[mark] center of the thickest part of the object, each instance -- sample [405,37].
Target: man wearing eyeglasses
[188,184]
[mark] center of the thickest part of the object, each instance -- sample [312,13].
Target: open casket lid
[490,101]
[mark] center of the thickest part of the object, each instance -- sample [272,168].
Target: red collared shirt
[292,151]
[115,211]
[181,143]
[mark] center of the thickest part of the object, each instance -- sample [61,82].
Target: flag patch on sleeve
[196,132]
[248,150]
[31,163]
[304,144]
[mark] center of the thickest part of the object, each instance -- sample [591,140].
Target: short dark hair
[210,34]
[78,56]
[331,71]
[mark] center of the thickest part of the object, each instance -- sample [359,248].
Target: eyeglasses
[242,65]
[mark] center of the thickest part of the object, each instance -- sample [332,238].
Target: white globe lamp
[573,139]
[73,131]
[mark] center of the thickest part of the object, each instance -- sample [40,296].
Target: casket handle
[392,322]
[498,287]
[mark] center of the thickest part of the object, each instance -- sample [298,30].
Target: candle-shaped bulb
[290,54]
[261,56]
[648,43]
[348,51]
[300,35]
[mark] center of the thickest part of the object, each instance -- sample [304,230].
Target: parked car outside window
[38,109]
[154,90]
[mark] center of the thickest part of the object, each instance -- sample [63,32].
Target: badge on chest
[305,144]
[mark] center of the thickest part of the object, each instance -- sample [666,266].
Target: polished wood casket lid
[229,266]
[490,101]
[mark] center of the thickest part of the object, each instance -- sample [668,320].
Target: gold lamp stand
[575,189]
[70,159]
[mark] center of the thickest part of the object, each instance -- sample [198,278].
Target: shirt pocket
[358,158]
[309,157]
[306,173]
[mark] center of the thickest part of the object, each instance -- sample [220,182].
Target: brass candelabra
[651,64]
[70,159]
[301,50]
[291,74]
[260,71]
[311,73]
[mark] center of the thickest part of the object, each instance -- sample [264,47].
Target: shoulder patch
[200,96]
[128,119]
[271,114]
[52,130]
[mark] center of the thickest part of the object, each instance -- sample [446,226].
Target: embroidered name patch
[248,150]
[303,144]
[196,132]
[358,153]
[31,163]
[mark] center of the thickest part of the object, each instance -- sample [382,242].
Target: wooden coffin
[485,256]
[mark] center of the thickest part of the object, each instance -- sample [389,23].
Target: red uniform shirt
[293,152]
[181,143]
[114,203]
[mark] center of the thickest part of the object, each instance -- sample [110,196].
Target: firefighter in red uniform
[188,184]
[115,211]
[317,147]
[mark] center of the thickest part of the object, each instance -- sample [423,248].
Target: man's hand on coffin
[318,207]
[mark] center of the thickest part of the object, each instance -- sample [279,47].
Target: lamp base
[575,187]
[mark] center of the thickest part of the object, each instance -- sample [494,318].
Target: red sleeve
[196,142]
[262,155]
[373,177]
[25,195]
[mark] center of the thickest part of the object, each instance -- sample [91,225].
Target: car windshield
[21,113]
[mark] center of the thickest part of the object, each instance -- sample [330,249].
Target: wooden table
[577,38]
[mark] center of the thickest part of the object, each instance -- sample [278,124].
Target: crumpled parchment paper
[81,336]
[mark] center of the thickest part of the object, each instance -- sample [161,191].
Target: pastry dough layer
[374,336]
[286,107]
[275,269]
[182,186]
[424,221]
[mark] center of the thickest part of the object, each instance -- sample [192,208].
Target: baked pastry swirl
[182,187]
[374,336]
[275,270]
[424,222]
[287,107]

····················

Retype every line above word for word, omitting nothing and altering nothing.

_Correct answer_.
[mark] center of the thickest part of the object, each instance -- sample [405,37].
Target: man wearing eyeglasses
[188,184]
[mark] center of the thickest part of the object, each instance -- sample [312,13].
Target: open casket lid
[490,101]
[mark] center of the thickest part of the object, each instance -- sample [272,168].
Target: red collared shirt
[292,151]
[115,211]
[181,143]
[mark] center of the thickest part of the object, each instance -- sample [61,82].
Target: flag patch on sleeve
[196,132]
[248,150]
[31,163]
[304,144]
[mark] center of the thickest part of the object, each instance -- sample [591,140].
Target: short dark hair
[210,34]
[78,56]
[331,71]
[mark] center of the thickest part of the object, each instance -- sample [359,248].
Target: eyeglasses
[242,65]
[mark] center of the thickest part of the object, each instance -- sample [332,238].
Target: white globe lamp
[573,139]
[73,131]
[mark] center of the thickest part of the object, each instance -- sample [40,296].
Target: casket handle
[392,322]
[498,287]
[mark] center of the thickest part of the object, each instance -- sample [298,30].
Target: candle-shaped bulb
[290,54]
[261,56]
[648,43]
[348,51]
[300,35]
[mark] center of the thickest part of the object, each instance -- sample [304,230].
Target: parked car outside window
[38,109]
[154,90]
[mark] center of the thickest part of the object, each instance -- sample [63,32].
Target: badge on chest
[305,144]
[mark] center of the thickest part of the object, each instance -- sample [666,266].
Target: polished wood casket lid
[229,266]
[490,101]
[mark] center of the thickest part of the object, each instance -- sample [668,320].
Target: gold lamp stand
[575,189]
[70,159]
[mark] center of the thickest part of the object, each instance -- sample [198,278].
Target: shirt pocket
[358,158]
[309,157]
[306,173]
[mark] center of the thickest part of the object, each instance -- sample [220,182].
Target: brass candelabra
[651,64]
[70,159]
[301,50]
[291,74]
[260,71]
[311,73]
[mark] center of the thickest part of the object, each instance -- sample [264,47].
Target: shoulder patch
[200,96]
[128,119]
[271,114]
[52,130]
[mark] center of the thickest part of the object, each instance -- sample [446,226].
Target: embroidered name patch
[248,150]
[303,144]
[196,132]
[358,153]
[31,163]
[mark] center of the thickest part of the object, each instance -- sample [382,242].
Target: wooden coffin
[485,256]
[mark] center of the thickest part of the object, each instance -- sample [389,23].
Target: red uniform shirt
[293,152]
[181,143]
[114,203]
[mark] center of the thickest part of the object, each instance -- sample [110,196].
Target: firefighter in red uniform
[188,184]
[115,211]
[317,147]
[mark] center of the thickest part of the object, each instance -- sample [423,248].
Target: man's hand on coffin
[318,207]
[mark] center of the thickest part of the object, each instance -- sample [279,47].
Target: lamp base
[575,187]
[mark] center of the thickest part of the object, each instance -- sample [494,318].
Target: red sleeve
[196,142]
[262,155]
[373,177]
[25,195]
[mark] center of the thickest part of the object, each instance -- sample [91,225].
Target: car windshield
[21,113]
[mark] center of the thickest part of the object, each instance -- sample [330,249].
Target: wooden table
[577,38]
[mark] center of the thickest part of the object, each instance -- sample [278,124].
Target: crumpled parchment paper
[81,336]
[mark] center of the thickest part of the object, each instance -- sample [161,191].
Target: pastry dough layer
[374,336]
[286,107]
[275,269]
[182,186]
[424,221]
[mark] center of the thickest part of the object, each instance -- sample [192,208].
Target: baked pastry swirl
[182,187]
[374,336]
[275,270]
[424,222]
[287,107]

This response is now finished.